◆ To do:
Reproduce the entries shown below only from the line with "Find the concrete" down to the line with "Find the belt", keeping both end lines and copying each one exactly.

◆ Task inputs:

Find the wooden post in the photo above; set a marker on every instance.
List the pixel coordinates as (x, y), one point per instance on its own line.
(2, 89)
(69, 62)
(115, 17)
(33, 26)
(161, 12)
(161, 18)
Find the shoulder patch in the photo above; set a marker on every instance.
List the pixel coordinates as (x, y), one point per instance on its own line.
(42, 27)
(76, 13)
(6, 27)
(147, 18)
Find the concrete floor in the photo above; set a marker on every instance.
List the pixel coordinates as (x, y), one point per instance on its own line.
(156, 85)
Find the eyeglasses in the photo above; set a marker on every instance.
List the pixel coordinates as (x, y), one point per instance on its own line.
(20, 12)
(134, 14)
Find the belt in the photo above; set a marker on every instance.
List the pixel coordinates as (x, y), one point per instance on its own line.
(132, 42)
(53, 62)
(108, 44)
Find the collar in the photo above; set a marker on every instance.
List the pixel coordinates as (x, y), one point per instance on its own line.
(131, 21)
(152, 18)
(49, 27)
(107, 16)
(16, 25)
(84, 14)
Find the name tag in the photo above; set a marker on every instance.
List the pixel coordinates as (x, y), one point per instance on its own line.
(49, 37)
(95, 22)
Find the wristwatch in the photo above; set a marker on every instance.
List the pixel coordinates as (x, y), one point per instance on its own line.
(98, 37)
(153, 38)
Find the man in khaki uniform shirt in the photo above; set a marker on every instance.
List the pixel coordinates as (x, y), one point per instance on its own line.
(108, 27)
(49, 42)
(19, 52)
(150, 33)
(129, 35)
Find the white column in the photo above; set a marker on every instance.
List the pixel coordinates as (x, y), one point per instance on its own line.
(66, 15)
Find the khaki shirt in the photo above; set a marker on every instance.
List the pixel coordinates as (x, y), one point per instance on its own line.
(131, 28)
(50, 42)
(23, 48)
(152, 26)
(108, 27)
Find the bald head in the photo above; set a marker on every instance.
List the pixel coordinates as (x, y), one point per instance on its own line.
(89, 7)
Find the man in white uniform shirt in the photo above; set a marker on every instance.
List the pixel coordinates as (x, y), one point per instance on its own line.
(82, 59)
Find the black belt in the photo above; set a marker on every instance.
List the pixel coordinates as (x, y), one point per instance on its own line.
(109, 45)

◆ Answer to this problem:
Find the concrete floor in the photo above; set a marker on every instance.
List the pixel coordinates as (x, y), one point per instance on its own line.
(156, 85)
Find the eyeglasses in the photo above; set a marker on every instance.
List the pixel coordinates as (x, y), one point per instance on its own line.
(20, 12)
(134, 14)
Find the belt in the photo above; set a marker on every instance.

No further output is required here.